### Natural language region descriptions
==========

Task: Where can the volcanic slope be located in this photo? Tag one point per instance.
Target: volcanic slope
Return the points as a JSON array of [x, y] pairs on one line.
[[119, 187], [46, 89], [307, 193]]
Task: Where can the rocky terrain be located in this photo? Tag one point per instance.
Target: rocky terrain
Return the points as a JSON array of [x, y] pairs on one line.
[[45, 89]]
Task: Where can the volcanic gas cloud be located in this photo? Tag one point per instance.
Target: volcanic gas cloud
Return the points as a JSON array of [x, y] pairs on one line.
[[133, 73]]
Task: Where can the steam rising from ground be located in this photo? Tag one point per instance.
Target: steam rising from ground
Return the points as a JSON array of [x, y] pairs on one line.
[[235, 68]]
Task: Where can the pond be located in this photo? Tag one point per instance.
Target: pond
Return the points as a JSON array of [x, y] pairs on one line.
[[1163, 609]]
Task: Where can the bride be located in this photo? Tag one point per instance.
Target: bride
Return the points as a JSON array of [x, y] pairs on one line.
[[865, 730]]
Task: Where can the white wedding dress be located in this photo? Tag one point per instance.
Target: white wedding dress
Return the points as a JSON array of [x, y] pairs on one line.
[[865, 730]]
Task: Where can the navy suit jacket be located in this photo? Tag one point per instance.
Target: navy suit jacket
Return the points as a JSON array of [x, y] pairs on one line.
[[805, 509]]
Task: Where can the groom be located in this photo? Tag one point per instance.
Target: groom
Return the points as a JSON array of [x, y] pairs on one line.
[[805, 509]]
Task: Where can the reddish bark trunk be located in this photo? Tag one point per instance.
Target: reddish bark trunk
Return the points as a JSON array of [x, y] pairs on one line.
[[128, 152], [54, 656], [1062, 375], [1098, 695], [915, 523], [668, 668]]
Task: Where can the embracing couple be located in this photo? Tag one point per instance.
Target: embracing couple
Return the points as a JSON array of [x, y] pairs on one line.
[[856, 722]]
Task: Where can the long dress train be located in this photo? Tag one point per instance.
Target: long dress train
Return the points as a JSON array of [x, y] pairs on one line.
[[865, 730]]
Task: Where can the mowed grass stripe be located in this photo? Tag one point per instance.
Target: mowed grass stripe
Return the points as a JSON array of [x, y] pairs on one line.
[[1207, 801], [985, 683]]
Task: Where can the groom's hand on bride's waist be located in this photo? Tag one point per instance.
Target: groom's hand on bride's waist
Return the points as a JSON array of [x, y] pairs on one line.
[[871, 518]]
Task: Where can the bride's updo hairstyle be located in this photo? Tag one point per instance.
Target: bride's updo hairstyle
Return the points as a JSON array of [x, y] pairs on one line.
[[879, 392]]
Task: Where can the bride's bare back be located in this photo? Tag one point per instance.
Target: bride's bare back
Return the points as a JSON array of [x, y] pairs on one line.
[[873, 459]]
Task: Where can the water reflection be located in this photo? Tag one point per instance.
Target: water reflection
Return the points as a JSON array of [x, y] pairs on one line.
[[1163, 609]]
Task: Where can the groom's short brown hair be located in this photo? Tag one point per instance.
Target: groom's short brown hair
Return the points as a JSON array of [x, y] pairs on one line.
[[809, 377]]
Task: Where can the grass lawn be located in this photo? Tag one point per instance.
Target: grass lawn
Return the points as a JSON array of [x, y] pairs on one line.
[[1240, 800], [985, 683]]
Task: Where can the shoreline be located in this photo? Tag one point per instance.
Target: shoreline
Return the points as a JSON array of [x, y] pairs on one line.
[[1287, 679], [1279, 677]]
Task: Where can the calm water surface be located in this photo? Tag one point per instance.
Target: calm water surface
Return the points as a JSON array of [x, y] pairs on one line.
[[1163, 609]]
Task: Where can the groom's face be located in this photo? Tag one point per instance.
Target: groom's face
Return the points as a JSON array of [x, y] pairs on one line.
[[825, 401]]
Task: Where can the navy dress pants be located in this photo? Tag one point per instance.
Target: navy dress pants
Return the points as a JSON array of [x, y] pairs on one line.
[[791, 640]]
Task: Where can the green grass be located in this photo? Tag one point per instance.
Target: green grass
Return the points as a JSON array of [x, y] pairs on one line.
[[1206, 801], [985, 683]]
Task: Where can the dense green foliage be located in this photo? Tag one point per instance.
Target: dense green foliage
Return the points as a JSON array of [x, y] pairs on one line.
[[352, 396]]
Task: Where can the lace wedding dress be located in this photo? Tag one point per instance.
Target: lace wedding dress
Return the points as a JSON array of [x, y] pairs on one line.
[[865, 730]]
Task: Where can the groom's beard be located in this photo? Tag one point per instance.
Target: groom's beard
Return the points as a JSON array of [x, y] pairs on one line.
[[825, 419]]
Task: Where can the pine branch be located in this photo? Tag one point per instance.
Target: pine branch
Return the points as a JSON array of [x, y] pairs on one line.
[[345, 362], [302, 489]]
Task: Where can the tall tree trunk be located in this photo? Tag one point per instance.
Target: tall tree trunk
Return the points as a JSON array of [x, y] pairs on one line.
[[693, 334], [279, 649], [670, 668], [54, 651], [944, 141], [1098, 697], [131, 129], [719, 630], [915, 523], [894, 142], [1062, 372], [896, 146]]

==========

Give the records above again in full, keeping every character unchanged.

### ANSWER TO THIS PROBLEM
Task: Where can the volcanic slope be located in this photo? Tag one point per instance.
Target: volcanic slope
Return the points as a JSON array of [x, y] pairs on one line.
[[119, 187], [46, 89], [307, 193]]
Task: Where can the rocky terrain be located in this photo? Tag one point per instance.
Target: rocky terrain
Return the points as a JSON array of [x, y] pairs on one line.
[[45, 89]]
Task: Where can the volcanic gas cloud be located in this photo? Tag one point per instance.
Target: volcanic gas cloud
Return the points as a JSON array of [x, y] pairs on one line.
[[133, 73]]
Task: Where can the steam rising from ground be located in this photo? Tag one point per instance.
Target: steam rising from ground
Return the points as a JSON array of [x, y] pairs on one line.
[[235, 68]]
Task: Where can the pond be located in this photo? Tag one point per instance.
Target: pond
Return the points as a JSON array of [x, y] pairs on one line.
[[1163, 609]]
Task: Where can the bride be located in this photo? Tag one point per instance.
Target: bride
Return the points as a JSON array of [x, y] pairs on one line.
[[865, 730]]
Task: Where can the white wedding dress be located in this photo? Tag one point per instance.
Target: white wedding dress
Return the points as a JSON array of [x, y] pairs on one line.
[[865, 730]]
Task: Where can the navy suit jacket be located in this photo? Tag one point per instance.
Target: navy suit jacket
Return the points as a JSON array of [x, y] pairs on one line.
[[805, 509]]
Task: Where can the groom be located in this photo? Tag one point per instance.
Target: groom
Return the points as a JSON array of [x, y] pairs on one line.
[[805, 509]]
Task: Where can the reddish bark trunk be located in this photo? Tag one point per instance.
Target: reddish bark trunk
Return the points as a JSON array of [x, y] pairs on one line.
[[128, 152], [54, 656], [1062, 375], [1098, 695], [915, 523], [668, 668]]
Task: Where can the embracing couple be located in this photo? Tag one point per instance.
Target: embracing couple
Return the points as a JSON array of [x, y] pairs on one line.
[[856, 722]]
Task: Where can the long dress train be located in this photo? Tag one point per instance.
Target: long dress train
Return the points as a JSON array of [x, y] pairs on one line.
[[865, 730]]
Task: Where can the mowed grass stripe be located in this photo? Tag one point per instance.
Target: mowed grass stripe
Return the points as a JSON array of [x, y] pairs on one line.
[[1207, 801], [985, 683]]
Task: Where can the groom's hand on bride's waist be located in this photo? Tag one point per instance.
Target: groom's hand on bride's waist
Return the points as a JSON array of [x, y] pairs on one line.
[[871, 518]]
Task: Where can the bride's updo hairstyle be located in this photo? Tag one point per instance.
Target: bride's updo hairstyle
Return the points as a JSON array of [x, y] pairs on one line.
[[879, 392]]
Task: Where can the bride's bare back be located in this photo? Tag one point per instance.
Target: bride's bare back
Return the points as a JSON array of [x, y] pairs on one line.
[[873, 459]]
Task: Where can the water reflection be located in this photo? Tag one point per instance.
Target: water reflection
Return the points as a JSON array of [x, y] pairs on one line.
[[1163, 609]]
Task: Where can the groom's short brown hair be located in this photo? Tag one point per instance.
Target: groom's short brown hair
Return the points as a JSON array of [x, y] pairs on one line.
[[809, 377]]
Task: Where can the grass lawn be located in this photo? Tag one point per instance.
Target: grass lawn
Return the points as a JSON array of [x, y] pairs on one line.
[[1240, 800], [985, 683]]
Task: Where can the shoreline be located in this photo? Tag one point per instance.
Target: shoreline
Return the points as a JSON array of [x, y] pairs on one line.
[[1287, 679], [1279, 677]]
Task: Where can the calm water surface be located in this photo? Tag one point per instance.
Target: calm water surface
Return the points as a JSON array of [x, y] pairs on one line.
[[1163, 609]]
Task: Where can the groom's face be located in this photo? Tag one point per instance.
Target: groom's face
Return the points as a JSON array of [x, y] pairs on one line.
[[825, 401]]
Task: Where can the navy dress pants be located in this photo? Tag one point per instance.
Target: navy dress pants
Return the points as a JSON array of [x, y] pairs on one line.
[[791, 640]]
Task: Where can the green grass be located in this photo? Tag one point per instance.
Target: green grass
Return the points as a JSON array of [x, y] pairs on one line.
[[1206, 801], [985, 683]]
Task: Where can the dense green foliage be located in this photo? Tag one point per instance.
Target: dense green foliage
Return the points as a JSON array of [x, y] pairs on one line.
[[352, 396]]
Task: Where can the lace wedding dress be located in this photo? Tag one point per instance.
Target: lace wedding dress
Return the points as a JSON array of [x, y] pairs on one line.
[[865, 730]]
Task: Where can the groom's beard be located in this photo? Tag one point per instance.
Target: groom's beard
Return the points as a JSON array of [x, y] pairs on one line.
[[825, 419]]
Task: Where can the pine branch be located in this photo? Tag one point per instance.
Target: pine branch
Return the points as a JSON array of [x, y] pairs on one line.
[[345, 362], [302, 489]]
Task: Where can the tall tree trunk be located in this photo? Tag one point per instance.
Target: tall tree trunk
Return the points as a JSON array of [x, y] pairs on one line.
[[693, 334], [279, 649], [670, 668], [54, 651], [944, 141], [1098, 697], [131, 129], [719, 630], [915, 523], [894, 142], [1062, 372], [896, 146]]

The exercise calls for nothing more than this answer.